→ **RECORD LIST**:

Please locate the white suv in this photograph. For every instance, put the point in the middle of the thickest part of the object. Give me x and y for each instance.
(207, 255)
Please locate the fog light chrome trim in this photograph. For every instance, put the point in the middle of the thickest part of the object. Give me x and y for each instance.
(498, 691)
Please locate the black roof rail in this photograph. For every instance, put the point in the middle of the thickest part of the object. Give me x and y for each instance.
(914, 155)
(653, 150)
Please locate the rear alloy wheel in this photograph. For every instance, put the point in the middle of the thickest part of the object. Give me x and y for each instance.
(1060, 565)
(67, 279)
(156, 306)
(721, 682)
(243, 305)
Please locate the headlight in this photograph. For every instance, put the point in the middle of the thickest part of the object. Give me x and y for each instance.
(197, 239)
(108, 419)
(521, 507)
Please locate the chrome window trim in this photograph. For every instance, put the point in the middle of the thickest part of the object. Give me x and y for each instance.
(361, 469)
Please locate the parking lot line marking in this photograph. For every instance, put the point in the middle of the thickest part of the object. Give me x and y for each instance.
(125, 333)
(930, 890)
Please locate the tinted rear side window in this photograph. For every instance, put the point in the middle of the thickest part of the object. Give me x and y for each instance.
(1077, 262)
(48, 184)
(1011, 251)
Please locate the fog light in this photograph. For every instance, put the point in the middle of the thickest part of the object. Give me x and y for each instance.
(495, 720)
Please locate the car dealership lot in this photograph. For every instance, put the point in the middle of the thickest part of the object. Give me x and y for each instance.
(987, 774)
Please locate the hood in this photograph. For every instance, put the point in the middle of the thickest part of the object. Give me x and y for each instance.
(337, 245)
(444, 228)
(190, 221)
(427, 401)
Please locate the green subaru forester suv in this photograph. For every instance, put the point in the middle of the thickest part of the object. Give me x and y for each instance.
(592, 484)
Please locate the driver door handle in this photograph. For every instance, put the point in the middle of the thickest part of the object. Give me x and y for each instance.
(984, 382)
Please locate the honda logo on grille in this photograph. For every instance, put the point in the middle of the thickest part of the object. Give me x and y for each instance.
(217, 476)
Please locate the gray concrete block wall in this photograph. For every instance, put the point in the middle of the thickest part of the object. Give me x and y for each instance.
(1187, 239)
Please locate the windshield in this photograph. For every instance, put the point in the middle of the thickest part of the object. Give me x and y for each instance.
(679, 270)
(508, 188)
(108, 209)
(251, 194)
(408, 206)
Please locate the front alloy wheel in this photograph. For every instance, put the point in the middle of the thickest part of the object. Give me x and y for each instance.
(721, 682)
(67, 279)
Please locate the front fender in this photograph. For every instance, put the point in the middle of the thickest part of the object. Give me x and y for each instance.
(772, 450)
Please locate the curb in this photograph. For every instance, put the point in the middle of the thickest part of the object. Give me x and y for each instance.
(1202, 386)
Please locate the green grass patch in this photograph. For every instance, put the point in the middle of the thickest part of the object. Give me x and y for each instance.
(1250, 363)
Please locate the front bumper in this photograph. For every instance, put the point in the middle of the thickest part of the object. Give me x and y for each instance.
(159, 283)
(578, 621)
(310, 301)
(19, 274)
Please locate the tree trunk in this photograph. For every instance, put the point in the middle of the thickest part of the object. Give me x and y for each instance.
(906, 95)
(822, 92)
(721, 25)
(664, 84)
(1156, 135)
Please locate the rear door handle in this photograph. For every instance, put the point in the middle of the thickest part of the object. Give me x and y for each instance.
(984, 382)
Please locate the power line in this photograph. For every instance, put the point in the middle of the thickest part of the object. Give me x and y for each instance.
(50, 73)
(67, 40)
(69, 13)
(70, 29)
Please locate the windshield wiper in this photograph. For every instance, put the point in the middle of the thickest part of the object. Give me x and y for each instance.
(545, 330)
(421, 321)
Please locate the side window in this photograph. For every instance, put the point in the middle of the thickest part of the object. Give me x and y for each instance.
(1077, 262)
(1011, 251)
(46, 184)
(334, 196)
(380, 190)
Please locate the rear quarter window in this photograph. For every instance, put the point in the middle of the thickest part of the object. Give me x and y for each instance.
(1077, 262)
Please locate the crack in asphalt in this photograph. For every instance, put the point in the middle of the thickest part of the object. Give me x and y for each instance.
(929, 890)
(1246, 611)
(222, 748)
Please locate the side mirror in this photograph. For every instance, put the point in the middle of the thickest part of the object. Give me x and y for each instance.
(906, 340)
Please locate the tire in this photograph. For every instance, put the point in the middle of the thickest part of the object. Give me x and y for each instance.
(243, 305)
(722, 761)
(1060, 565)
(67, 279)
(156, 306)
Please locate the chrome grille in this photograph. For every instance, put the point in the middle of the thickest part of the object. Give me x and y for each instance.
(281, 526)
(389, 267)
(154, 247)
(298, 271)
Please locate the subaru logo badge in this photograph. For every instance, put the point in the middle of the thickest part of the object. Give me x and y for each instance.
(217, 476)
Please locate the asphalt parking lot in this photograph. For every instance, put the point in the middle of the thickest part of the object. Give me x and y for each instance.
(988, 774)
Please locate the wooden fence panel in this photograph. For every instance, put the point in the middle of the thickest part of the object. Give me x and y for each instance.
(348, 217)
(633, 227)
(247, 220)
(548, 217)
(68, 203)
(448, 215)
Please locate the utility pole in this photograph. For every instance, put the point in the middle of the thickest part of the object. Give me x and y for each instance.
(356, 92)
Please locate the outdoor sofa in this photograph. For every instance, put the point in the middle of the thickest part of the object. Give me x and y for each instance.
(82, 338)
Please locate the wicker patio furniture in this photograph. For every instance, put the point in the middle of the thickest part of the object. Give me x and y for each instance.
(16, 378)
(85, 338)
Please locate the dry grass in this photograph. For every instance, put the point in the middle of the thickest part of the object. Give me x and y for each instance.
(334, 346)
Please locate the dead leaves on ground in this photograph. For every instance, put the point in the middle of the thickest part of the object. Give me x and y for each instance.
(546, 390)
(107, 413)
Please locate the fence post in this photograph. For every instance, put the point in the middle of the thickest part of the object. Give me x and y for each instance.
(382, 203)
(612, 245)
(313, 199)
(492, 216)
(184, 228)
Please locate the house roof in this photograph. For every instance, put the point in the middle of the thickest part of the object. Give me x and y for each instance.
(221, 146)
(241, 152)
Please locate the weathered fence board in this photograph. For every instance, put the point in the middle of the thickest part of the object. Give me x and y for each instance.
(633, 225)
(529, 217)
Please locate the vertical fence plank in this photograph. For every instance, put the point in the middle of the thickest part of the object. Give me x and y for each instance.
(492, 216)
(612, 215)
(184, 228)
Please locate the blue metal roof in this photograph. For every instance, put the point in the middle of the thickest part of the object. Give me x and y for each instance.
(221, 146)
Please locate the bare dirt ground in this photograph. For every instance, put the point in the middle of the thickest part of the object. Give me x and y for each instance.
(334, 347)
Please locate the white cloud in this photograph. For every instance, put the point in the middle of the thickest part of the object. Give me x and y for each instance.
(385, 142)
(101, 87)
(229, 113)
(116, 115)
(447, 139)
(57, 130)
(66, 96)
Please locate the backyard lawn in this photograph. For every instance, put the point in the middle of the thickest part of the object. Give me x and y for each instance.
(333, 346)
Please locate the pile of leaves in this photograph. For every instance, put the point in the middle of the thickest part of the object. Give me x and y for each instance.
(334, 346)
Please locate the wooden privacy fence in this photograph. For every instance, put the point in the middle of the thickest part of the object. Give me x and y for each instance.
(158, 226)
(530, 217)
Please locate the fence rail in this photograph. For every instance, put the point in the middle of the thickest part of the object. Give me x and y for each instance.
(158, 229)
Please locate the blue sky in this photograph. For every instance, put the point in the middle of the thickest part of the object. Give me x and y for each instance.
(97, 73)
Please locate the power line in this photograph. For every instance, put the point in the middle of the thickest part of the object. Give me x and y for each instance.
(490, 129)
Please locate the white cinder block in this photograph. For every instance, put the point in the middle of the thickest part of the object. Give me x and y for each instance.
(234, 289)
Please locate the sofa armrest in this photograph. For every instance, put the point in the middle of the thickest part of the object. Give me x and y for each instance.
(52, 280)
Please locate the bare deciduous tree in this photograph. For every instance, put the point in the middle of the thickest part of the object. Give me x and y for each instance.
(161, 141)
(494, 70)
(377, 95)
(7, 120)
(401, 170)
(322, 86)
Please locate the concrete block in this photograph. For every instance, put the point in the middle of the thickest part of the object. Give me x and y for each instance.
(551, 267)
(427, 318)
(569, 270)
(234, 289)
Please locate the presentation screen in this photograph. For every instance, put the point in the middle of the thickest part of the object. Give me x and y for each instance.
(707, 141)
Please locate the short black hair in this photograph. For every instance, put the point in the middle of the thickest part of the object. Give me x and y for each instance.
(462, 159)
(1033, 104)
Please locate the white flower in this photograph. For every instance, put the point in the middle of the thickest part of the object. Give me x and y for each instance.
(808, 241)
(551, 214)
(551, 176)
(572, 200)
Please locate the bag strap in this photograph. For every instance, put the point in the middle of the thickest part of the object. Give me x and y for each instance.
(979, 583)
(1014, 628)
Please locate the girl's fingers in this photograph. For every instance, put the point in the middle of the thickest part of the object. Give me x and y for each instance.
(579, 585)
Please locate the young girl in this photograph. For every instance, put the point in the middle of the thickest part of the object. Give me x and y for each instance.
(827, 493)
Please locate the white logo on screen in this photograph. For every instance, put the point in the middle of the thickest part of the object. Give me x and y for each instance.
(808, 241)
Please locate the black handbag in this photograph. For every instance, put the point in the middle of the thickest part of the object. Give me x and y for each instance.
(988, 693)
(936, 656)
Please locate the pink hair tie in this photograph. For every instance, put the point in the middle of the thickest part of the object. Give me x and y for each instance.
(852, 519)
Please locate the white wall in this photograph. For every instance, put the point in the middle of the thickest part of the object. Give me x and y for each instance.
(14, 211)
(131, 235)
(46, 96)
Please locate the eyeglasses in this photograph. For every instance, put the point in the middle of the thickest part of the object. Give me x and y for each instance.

→ **WRITTEN TASK**: Render the part that opens with the line containing "Please locate the parking" and closes with the line containing "(1187, 239)" as a Markdown table with the columns Row and Content. Number each line in Row, put the line itself in Content, and omit any blank lines.

→ **RESULT BELOW**:
| Row | Content |
|---|---|
| 1 | Please locate the parking lot line marking in this photograph. For every instance, put the point in the middle of the thickest part of the object. Give me x and y for each instance. |
| 2 | (125, 333) |
| 3 | (930, 890) |
| 4 | Please locate the tinted rear side window in this photograph. For every instance, put the point in the middle of the thickest part of the object. Give me x and y for each instance. |
| 5 | (1077, 262) |
| 6 | (48, 184) |
| 7 | (1011, 251) |
| 8 | Please locate the fog light in this photograph. For every instance, put the point in the middle of the thickest part of the object. Give me x and y for each instance. |
| 9 | (495, 720) |
| 10 | Please locate the car dealership lot in this photograph. For every instance, put the point in the middle of the thickest part of the object. Give me x and y for each instance. |
| 11 | (987, 774) |
| 12 | Please locate the hood in this photograph. For every instance, put the point in the middle of the thickest part of the object. Give me x and y for each instance. |
| 13 | (337, 245) |
| 14 | (444, 228) |
| 15 | (190, 221) |
| 16 | (427, 401) |
| 17 | Please locate the green subaru forester suv in this photograph. For every instance, put the point in the middle of the thickest part of the object. Give me x and y for each instance. |
| 18 | (592, 484) |
| 19 | Please locate the driver door handle in this photograph. For every instance, put the point in the middle of the thickest part of the object. Give me x and y for each instance. |
| 20 | (984, 382) |
| 21 | Please locate the honda logo on grille in this photograph. For every instance, put the point in the middle of the thickest part of the object. Give me x and y for each instance. |
| 22 | (217, 476) |
| 23 | Please locate the gray concrete block wall in this photograph. For every instance, put the point in the middle of the thickest part of the object. Give me x and y for each instance. |
| 24 | (1187, 239) |